Copy everything in the listing from the line containing "This sports frame needs annotation. Where is the eucalyptus" down through its last line, swapping "eucalyptus leaf" for "gum leaf" and leaving all else unchanged.

- Exercise data -
────────

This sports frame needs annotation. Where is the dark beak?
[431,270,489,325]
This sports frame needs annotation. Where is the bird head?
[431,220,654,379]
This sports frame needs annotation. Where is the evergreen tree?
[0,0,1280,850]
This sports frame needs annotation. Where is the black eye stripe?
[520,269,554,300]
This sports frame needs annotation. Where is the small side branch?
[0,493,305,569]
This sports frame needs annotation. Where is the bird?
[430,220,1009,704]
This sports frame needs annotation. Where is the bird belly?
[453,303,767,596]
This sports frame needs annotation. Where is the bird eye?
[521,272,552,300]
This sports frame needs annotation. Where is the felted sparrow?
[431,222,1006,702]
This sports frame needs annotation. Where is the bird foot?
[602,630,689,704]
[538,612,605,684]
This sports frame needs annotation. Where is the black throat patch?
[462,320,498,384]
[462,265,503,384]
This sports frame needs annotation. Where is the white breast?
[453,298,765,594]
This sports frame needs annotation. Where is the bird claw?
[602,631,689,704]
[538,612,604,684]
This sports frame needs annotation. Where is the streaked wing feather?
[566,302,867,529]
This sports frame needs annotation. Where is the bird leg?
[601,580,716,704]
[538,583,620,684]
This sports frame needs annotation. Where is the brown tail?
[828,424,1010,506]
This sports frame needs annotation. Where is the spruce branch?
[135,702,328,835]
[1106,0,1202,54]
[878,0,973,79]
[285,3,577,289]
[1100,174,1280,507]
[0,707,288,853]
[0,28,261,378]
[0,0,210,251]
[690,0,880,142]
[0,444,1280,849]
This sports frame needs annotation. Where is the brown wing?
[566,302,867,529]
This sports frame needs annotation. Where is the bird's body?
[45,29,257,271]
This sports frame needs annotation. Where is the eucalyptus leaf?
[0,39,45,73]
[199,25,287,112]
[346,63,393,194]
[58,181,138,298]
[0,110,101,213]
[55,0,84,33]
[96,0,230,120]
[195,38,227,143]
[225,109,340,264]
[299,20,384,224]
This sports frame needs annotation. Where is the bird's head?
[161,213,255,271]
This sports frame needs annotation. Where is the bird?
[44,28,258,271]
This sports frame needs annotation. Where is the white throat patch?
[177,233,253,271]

────────

- Solution to the problem -
This sports frame needs annotation. Where is the gum leaf?
[0,39,45,73]
[199,25,287,112]
[346,63,393,194]
[58,181,138,298]
[0,110,101,213]
[55,0,84,33]
[96,0,230,120]
[195,38,227,143]
[225,109,340,264]
[299,20,384,224]
This sports frame needs annotation. Where is the bird's head?
[161,213,255,271]
This sports frame needs annotation. Where is the bird?
[44,28,258,271]
This sports frame needs annotation. Where is the white throat patch?
[177,233,253,271]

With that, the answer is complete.